Study objective: To assess the relationship of distance ambulated during the 6-min walk test (6'WT) to maximal oxygen consumption (VO2 max).
Design: Multivariate analysis of patient characteristics to VO2 max.
Setting: Pre-lung transplant evaluation.
Patients: 60 patients (22 men, 38 women; mean age, 44 years) with end-stage lung disease (mean FEV1 and forced vital capacity of 0.97 and 1.93, respectively).
Measurements and results: The 6'WT was performed on a level hallway surface, and VO2 max was obtained during maximal cycle ergometry exercise testing with respiratory gas analysis. Multivariate analysis of patient characteristics (age, sex, weight, FEV1, FVC, diffusing capacity for carbon monoxide (DCO), 6'WT distance ambulated, number of rests per 6'WT, and the maximal heart rate, blood pressure, rate-pressure product, respiratory rate, oxygen saturation, rating of perceived exertion, and amount of supplemental oxygen used during the 6'WT) was performed on two groups of 30 patients each (group A or B) who were randomly assigned to either group by a process of random selection using a computer-generated random numbers program. Distance ambulated was the strongest independent predictor of VO2 max (r = 0.73; p < 0.0001) in both groups, and adding age, weight, and pulmonary function test results (FVC, FEV1, and DCO) to the regression equation increased the correlation coefficient to 0.83. Because of the significant correlation of distance ambulated during the 6'WT to VO2 max, the prediction equation obtained from the multivariate analysis of group A, VO2 max = 0.006 x distance (feet) +3.38, was used to estimate the VO2 max of the group B patients. No significant difference was observed between the estimated (x +/- SD = 8.9 +/- 2.4 mL/kg/min) and observed (x +/- SD = 9.4 +/- 3.8 mL/kg/min) VO2 max (mean difference, 0.5 mL/kg/min; SD of the difference = 2.88).

**Questions**.
a: Using the abstract on the 6-minute walk test and oxygen consumption, explain in one to three sentences why the group A prediction equation was applied to the group B patients.
b: According to the abstract on the 6-minute walk test, what did adding age, weight, and pulmonary function test results to the regression equation raise the correlation coefficient to?
c: Continue the abstract on the 6-minute walk test and maximal oxygen consumption from its last sentence.

**Recorded data**.
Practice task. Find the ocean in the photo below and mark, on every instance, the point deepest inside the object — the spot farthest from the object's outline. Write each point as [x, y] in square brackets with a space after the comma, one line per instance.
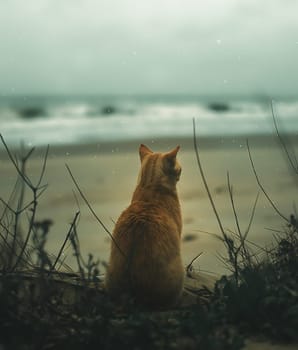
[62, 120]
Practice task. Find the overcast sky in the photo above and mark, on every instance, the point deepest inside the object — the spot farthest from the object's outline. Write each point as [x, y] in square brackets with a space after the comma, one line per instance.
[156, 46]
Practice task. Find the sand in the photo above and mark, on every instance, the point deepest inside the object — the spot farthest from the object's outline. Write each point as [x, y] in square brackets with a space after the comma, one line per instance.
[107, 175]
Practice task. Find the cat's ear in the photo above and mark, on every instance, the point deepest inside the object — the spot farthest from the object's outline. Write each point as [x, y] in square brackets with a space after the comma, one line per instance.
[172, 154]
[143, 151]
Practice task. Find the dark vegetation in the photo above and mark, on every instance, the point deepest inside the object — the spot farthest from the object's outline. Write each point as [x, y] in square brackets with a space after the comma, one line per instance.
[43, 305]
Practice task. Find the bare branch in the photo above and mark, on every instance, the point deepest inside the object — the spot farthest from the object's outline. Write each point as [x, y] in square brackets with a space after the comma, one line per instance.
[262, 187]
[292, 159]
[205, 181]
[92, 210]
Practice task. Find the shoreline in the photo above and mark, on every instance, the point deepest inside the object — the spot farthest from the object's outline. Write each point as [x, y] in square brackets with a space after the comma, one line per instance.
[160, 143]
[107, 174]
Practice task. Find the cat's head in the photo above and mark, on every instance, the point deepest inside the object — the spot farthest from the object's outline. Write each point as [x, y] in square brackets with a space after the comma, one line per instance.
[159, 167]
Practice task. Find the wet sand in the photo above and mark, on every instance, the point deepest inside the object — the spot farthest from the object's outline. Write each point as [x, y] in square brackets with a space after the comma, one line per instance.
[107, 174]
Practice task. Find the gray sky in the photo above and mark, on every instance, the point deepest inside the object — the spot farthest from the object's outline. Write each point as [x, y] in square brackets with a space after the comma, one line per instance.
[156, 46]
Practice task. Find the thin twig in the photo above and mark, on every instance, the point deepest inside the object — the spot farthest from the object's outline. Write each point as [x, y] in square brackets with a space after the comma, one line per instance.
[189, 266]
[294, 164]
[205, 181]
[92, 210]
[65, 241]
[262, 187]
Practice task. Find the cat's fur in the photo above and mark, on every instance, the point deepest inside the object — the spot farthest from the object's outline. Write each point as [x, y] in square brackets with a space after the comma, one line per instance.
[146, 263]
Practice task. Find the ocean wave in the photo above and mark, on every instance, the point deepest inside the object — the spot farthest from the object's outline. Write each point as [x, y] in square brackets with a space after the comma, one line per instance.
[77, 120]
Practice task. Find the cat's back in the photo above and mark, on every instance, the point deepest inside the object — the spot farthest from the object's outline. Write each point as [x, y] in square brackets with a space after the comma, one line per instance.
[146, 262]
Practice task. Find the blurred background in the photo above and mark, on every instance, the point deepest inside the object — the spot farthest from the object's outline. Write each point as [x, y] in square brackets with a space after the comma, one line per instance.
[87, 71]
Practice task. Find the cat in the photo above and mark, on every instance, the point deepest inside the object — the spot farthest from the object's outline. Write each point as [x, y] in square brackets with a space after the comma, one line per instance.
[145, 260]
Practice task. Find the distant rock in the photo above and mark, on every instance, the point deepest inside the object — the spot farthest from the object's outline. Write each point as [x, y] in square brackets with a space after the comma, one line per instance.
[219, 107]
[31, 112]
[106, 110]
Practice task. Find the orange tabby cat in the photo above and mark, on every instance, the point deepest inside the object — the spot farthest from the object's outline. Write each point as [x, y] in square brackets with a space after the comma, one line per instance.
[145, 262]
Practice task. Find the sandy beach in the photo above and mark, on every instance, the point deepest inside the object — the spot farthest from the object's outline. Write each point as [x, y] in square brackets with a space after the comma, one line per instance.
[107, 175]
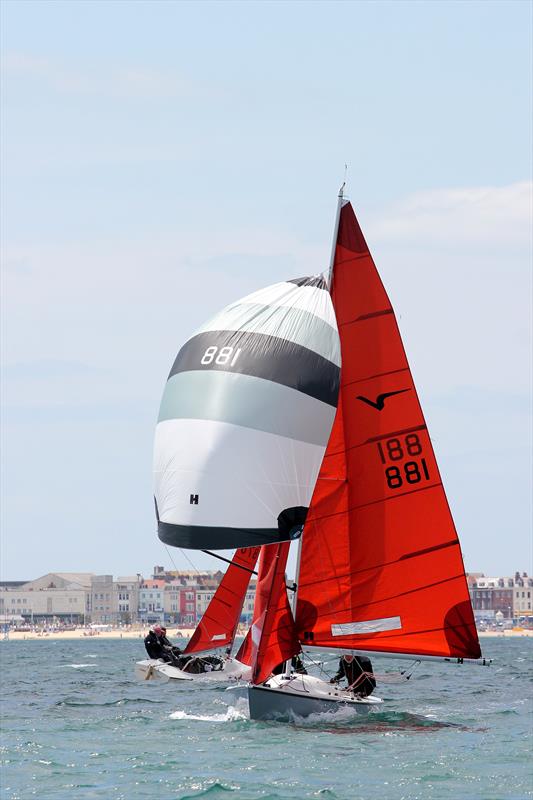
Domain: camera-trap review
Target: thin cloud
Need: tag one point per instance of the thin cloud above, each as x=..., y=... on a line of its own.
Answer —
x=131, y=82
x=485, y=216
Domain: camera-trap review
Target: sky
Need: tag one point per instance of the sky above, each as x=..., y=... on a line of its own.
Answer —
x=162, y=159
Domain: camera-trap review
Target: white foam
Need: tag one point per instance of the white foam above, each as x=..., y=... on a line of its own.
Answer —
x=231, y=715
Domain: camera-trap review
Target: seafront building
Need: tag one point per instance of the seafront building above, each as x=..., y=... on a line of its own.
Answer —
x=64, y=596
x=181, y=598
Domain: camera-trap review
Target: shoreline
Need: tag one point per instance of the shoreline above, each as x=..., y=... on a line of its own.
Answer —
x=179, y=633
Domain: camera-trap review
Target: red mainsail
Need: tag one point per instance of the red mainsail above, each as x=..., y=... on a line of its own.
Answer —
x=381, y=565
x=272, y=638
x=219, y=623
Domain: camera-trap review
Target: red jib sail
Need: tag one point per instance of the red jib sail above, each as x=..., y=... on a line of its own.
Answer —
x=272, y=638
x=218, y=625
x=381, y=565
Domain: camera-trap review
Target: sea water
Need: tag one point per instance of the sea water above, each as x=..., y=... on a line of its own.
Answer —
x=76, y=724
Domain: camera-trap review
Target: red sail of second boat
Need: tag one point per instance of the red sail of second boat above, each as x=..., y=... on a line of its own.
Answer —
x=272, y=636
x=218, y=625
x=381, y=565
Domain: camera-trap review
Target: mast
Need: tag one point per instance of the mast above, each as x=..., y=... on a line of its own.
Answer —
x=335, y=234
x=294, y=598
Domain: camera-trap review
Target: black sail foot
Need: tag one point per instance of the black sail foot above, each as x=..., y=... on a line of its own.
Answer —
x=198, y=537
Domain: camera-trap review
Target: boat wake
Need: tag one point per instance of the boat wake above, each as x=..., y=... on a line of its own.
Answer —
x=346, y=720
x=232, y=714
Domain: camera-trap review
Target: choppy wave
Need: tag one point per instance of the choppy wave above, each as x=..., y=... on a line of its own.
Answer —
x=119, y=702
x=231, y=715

...

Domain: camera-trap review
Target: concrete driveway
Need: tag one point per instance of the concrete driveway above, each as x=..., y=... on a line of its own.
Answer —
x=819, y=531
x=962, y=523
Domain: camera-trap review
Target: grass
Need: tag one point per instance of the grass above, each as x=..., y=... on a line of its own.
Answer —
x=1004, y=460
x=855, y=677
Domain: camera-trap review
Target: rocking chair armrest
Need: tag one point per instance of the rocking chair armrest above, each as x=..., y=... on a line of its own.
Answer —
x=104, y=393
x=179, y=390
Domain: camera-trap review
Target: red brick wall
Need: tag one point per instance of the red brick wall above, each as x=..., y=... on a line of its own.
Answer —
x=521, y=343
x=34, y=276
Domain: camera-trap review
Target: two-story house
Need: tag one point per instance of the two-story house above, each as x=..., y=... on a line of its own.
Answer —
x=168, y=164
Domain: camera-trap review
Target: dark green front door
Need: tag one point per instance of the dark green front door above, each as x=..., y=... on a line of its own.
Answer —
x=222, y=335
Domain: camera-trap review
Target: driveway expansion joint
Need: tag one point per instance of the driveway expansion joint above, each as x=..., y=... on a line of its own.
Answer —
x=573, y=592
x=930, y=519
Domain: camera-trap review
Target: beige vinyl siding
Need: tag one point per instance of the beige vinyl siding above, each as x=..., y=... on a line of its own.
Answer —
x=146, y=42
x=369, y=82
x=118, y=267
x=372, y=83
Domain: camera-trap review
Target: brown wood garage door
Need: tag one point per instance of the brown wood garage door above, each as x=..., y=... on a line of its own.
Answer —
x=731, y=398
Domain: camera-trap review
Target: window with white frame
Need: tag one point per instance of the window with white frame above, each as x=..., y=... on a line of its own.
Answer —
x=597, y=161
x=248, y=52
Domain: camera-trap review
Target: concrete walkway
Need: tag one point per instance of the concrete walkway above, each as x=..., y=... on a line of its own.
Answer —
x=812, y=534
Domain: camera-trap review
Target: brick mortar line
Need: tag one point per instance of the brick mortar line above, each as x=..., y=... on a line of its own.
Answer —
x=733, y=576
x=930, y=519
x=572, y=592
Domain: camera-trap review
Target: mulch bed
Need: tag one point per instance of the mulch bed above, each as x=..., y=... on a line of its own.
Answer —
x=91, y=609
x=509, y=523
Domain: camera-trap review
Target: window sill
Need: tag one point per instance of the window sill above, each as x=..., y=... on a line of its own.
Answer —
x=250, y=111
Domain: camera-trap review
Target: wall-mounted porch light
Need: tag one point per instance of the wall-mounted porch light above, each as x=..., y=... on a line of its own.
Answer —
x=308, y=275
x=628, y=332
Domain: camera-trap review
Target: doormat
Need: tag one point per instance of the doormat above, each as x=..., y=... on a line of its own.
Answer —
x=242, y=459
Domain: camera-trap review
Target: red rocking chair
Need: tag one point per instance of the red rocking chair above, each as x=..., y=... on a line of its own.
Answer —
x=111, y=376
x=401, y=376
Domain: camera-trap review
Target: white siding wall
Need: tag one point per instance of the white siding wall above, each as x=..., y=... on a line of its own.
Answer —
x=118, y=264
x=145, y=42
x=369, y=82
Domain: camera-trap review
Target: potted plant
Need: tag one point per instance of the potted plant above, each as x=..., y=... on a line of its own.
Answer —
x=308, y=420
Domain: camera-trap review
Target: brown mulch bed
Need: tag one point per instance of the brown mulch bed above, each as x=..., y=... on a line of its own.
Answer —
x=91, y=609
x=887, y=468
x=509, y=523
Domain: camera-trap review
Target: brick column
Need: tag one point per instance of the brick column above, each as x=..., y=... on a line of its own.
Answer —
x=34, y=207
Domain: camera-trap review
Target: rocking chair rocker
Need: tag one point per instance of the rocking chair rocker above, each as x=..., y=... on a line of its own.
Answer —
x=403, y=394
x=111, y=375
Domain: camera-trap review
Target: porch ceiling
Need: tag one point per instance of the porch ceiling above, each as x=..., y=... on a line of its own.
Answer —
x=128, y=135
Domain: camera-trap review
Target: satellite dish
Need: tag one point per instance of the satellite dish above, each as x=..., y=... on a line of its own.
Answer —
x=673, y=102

**Set of answers**.
a: Distance ambulated during the 6-minute walk test correlated significantly with VO2 max and was its strongest independent predictor in both groups. For that reason, the equation from group A's multivariate analysis, VO2 max = 0.006 x distance (feet) + 3.38, was used to estimate VO2 max for the group B patients.

b: It raised the correlation coefficient to 0.83.

c:
Conclusions: The distance ambulated during a 6'WT can predict VO2 max in patients with end-stage lung disease. The addition of several patient characteristics can increase the ability to predict VO2 max and account for more of the variability. Such information is valuable when assessing patient response to therapeutic intervention if respiratory gas analysis is unavailable or impractical.